--- Start of Dataset extract ---

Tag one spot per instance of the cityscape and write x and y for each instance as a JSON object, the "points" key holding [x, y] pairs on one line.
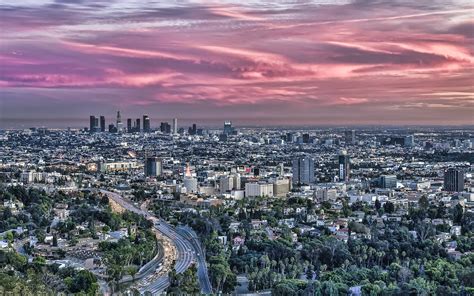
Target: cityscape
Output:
{"points": [[152, 208], [241, 148]]}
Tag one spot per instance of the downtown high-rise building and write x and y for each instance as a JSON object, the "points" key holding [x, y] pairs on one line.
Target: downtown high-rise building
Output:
{"points": [[388, 181], [454, 180], [137, 125], [129, 125], [344, 166], [92, 124], [228, 129], [153, 167], [303, 170], [350, 137], [102, 123], [119, 125], [175, 126], [146, 124]]}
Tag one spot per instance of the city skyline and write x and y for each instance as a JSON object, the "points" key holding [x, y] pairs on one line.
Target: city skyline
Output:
{"points": [[301, 63]]}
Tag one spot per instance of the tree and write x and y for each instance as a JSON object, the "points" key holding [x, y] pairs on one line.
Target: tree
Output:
{"points": [[389, 207]]}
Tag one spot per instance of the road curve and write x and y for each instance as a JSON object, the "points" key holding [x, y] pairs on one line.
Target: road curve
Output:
{"points": [[188, 251]]}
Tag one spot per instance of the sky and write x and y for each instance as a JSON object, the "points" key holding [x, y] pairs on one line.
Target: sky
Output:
{"points": [[323, 62]]}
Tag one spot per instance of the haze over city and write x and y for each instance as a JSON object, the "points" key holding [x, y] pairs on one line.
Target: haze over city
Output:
{"points": [[254, 62]]}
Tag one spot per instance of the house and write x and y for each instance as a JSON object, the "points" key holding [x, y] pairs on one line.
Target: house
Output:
{"points": [[455, 230]]}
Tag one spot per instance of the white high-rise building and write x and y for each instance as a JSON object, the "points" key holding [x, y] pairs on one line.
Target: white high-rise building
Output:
{"points": [[255, 189], [226, 184], [175, 126]]}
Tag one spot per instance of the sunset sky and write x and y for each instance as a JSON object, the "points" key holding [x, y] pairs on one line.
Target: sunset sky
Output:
{"points": [[295, 62]]}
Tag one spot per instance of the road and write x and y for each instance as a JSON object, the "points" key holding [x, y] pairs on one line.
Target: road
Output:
{"points": [[187, 246], [203, 274]]}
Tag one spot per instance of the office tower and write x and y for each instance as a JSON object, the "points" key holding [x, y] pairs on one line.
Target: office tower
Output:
{"points": [[112, 128], [237, 181], [175, 126], [303, 170], [306, 138], [92, 126], [129, 125], [281, 169], [388, 181], [137, 125], [119, 125], [190, 183], [228, 129], [281, 187], [255, 189], [290, 137], [153, 167], [256, 172], [102, 124], [454, 180], [146, 124], [409, 141], [344, 166], [226, 184], [165, 127], [350, 137]]}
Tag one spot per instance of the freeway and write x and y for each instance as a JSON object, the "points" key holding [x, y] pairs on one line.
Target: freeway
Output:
{"points": [[203, 274], [187, 247]]}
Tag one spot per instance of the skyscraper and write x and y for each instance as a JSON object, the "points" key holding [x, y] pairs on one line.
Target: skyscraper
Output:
{"points": [[409, 141], [165, 127], [175, 126], [129, 125], [454, 180], [92, 126], [146, 124], [153, 167], [388, 181], [303, 170], [119, 125], [344, 166], [137, 125], [228, 129], [190, 183], [102, 123], [349, 137]]}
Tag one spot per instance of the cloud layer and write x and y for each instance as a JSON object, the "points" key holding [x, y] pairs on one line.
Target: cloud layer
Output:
{"points": [[307, 62]]}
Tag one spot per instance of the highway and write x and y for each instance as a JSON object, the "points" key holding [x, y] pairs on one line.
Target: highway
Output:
{"points": [[203, 274], [187, 246]]}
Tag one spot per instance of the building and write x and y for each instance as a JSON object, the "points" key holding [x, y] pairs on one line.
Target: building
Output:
{"points": [[137, 125], [409, 141], [102, 124], [228, 129], [117, 166], [306, 138], [303, 170], [190, 183], [254, 189], [388, 181], [226, 184], [153, 167], [92, 124], [325, 194], [146, 124], [129, 125], [344, 166], [119, 125], [165, 127], [454, 180], [175, 126], [281, 187], [349, 137]]}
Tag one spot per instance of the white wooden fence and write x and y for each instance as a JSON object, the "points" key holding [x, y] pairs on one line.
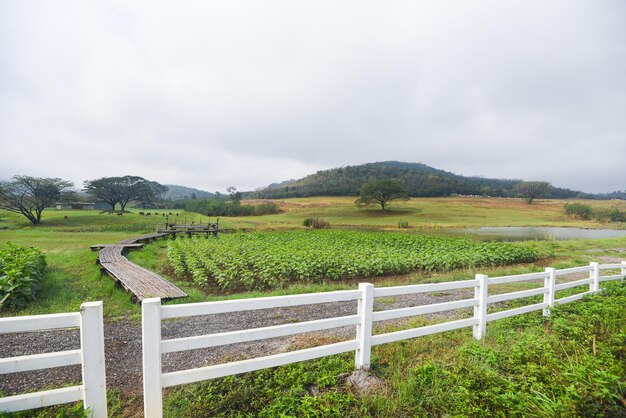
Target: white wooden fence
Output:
{"points": [[153, 313], [91, 356]]}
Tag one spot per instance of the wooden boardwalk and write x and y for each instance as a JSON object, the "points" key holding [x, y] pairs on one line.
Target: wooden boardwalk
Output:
{"points": [[138, 281]]}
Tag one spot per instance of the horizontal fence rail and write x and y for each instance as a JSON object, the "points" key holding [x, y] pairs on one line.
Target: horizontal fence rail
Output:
{"points": [[90, 356], [363, 319]]}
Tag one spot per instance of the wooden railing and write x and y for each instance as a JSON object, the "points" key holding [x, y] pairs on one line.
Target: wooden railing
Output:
{"points": [[153, 313]]}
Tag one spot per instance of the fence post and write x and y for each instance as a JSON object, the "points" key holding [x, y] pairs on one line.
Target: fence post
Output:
{"points": [[93, 363], [548, 284], [151, 341], [480, 312], [364, 329], [594, 275]]}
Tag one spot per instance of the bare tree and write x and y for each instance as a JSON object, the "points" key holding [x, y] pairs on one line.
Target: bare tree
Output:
{"points": [[530, 190], [29, 196]]}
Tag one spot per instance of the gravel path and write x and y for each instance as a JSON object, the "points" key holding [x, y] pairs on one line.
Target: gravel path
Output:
{"points": [[123, 341]]}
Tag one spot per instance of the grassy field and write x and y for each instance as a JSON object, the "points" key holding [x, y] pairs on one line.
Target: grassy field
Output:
{"points": [[568, 365], [415, 378], [73, 276], [428, 213]]}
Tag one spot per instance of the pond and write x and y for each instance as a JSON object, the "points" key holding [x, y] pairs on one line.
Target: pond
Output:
{"points": [[524, 233]]}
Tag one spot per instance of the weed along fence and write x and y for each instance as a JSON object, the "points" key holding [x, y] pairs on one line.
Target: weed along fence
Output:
{"points": [[363, 319], [90, 356]]}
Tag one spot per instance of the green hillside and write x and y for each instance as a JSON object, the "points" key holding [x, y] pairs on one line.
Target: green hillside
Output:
{"points": [[420, 181], [175, 192]]}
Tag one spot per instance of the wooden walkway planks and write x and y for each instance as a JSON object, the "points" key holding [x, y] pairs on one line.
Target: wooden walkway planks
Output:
{"points": [[141, 283]]}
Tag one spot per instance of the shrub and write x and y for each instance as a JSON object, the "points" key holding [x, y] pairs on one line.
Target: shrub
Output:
{"points": [[578, 210], [21, 272]]}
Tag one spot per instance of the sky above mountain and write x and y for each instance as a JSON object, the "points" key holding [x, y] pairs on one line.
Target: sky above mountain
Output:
{"points": [[245, 93]]}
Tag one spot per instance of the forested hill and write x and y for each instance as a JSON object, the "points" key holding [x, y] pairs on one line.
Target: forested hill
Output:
{"points": [[420, 181]]}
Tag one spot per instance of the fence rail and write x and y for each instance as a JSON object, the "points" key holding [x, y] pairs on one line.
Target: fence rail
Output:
{"points": [[90, 356], [153, 313]]}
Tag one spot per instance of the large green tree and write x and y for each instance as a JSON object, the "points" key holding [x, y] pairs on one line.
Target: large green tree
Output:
{"points": [[29, 196], [530, 190], [382, 193], [122, 190]]}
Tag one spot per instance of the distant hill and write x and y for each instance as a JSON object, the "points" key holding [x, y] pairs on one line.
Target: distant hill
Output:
{"points": [[420, 181], [175, 192]]}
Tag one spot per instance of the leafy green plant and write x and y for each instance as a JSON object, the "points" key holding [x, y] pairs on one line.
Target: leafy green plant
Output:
{"points": [[578, 210], [403, 224], [271, 259], [21, 272]]}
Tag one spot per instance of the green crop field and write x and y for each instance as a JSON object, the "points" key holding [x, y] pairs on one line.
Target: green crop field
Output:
{"points": [[270, 259], [73, 276]]}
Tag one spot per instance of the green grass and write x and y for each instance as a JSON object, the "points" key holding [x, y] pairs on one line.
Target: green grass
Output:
{"points": [[418, 377], [73, 276], [571, 364]]}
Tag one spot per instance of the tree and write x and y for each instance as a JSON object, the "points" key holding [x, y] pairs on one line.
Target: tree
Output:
{"points": [[382, 192], [29, 196], [235, 196], [122, 190], [530, 190]]}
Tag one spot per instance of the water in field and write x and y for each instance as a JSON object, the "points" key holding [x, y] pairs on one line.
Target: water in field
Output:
{"points": [[524, 233]]}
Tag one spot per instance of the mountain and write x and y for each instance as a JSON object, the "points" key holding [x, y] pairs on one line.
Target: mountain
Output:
{"points": [[419, 179], [175, 192]]}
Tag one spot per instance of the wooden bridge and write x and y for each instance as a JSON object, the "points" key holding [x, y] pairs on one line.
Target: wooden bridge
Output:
{"points": [[138, 281]]}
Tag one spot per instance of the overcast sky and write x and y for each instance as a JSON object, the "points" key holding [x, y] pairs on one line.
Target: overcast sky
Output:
{"points": [[211, 94]]}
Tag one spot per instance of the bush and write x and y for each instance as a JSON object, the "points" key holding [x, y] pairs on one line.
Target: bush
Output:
{"points": [[578, 210], [21, 272]]}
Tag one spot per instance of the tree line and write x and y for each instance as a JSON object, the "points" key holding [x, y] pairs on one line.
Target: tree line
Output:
{"points": [[29, 196], [418, 179]]}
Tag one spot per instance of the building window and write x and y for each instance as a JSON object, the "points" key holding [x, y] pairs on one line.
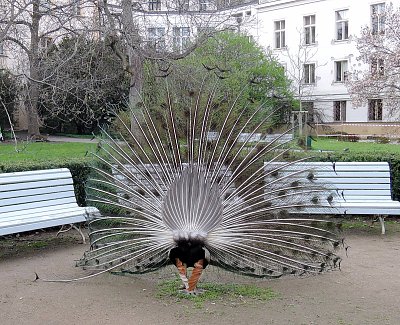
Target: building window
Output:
{"points": [[377, 67], [375, 110], [156, 36], [341, 71], [339, 110], [309, 30], [204, 5], [154, 5], [342, 25], [309, 73], [181, 37], [378, 18], [279, 27]]}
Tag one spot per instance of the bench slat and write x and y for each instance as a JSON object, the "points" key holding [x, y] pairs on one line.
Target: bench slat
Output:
{"points": [[358, 176], [48, 197], [32, 205], [47, 212], [35, 191], [12, 178], [37, 211], [36, 184], [366, 186], [44, 221]]}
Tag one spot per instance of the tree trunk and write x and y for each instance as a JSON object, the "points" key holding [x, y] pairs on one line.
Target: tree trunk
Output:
{"points": [[136, 62], [31, 103]]}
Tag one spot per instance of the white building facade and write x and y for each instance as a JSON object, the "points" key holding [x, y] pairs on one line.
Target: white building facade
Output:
{"points": [[315, 40]]}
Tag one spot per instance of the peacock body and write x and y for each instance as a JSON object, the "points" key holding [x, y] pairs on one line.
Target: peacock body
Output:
{"points": [[209, 182]]}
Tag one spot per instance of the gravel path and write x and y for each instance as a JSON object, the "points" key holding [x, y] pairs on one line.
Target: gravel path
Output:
{"points": [[366, 291]]}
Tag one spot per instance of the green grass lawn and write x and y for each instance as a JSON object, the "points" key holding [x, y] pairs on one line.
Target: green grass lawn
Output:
{"points": [[335, 145], [44, 151]]}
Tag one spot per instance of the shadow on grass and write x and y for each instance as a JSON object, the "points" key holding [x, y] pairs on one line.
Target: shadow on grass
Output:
{"points": [[233, 294]]}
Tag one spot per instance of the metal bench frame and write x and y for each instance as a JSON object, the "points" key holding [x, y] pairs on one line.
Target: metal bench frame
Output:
{"points": [[358, 188], [39, 199]]}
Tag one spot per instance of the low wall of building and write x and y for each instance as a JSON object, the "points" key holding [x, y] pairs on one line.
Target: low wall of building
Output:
{"points": [[375, 129]]}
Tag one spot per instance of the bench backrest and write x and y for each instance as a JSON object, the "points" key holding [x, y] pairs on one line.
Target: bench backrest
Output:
{"points": [[353, 180], [35, 189]]}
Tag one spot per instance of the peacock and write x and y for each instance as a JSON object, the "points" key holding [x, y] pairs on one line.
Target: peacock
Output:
{"points": [[193, 182]]}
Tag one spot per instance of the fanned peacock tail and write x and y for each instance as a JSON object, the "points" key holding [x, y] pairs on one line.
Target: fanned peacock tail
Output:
{"points": [[206, 180]]}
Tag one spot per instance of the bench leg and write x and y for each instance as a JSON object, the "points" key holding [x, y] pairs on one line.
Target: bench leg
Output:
{"points": [[78, 229], [382, 221]]}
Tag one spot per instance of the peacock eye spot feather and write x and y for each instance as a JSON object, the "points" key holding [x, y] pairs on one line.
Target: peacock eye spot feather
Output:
{"points": [[310, 176], [315, 200]]}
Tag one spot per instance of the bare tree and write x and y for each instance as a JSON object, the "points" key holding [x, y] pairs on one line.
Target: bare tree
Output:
{"points": [[379, 48], [176, 29], [27, 28], [301, 68]]}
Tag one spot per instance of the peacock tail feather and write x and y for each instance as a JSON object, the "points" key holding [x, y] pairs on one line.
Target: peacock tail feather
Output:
{"points": [[210, 179]]}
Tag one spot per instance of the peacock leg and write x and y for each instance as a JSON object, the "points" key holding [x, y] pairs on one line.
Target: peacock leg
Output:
{"points": [[182, 272], [196, 273]]}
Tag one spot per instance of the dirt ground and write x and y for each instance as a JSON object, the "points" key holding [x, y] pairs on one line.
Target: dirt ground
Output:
{"points": [[365, 291]]}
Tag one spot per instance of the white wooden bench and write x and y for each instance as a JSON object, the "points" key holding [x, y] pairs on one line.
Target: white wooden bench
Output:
{"points": [[39, 199], [358, 188]]}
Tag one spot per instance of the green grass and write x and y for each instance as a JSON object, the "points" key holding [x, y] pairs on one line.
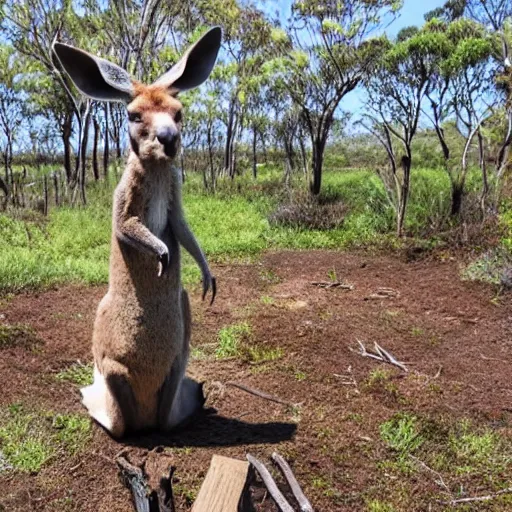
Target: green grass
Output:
{"points": [[18, 335], [467, 458], [230, 340], [29, 439], [72, 244], [78, 373], [380, 506], [401, 434]]}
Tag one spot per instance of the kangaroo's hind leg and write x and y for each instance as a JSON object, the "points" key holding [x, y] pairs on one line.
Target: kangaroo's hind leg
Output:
{"points": [[110, 399], [180, 397]]}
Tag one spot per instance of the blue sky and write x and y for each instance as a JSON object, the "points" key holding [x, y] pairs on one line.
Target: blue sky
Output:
{"points": [[412, 13]]}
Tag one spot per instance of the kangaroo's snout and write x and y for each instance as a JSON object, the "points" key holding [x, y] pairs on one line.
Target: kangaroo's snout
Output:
{"points": [[166, 135]]}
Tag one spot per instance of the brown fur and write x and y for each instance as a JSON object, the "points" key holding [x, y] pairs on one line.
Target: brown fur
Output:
{"points": [[142, 328], [143, 323]]}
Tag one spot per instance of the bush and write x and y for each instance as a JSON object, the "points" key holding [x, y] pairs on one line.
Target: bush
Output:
{"points": [[309, 213]]}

--- End of Dataset extract ---

> [Set task]
Reproduce the stretch from the line containing "Tag one spot per instance of the blue" through the end of the items, requests included. Multiply every point coordinate in the outputs by 0.55 and round it to a whole number, with halves rounded up.

> [Response for this exercise]
Tag one spot per instance of the blue sky and write x and y for each instance as a JSON object, the "points" key holding [x, y] pairs on one line.
Target: blue sky
Output:
{"points": [[227, 7]]}
Tag one spot per instance of the kangaroo's snout and write x and y for each instance as a JSON object, the "points" key holding [x, y] pairs on one line.
Target: kangaroo's snout
Output:
{"points": [[91, 74]]}
Tag one spot per instance of the brown fur and write x and y for each instance as a JSON object, the "points" key holding [x, y] pairs on one line.
Target: brown fur
Output:
{"points": [[78, 180], [79, 178]]}
Tag one spot per instance of the bush and write x and y for each instance as a JSON object, the "points" key holding [x, y] pairs on one line.
Target: bush
Output:
{"points": [[170, 117]]}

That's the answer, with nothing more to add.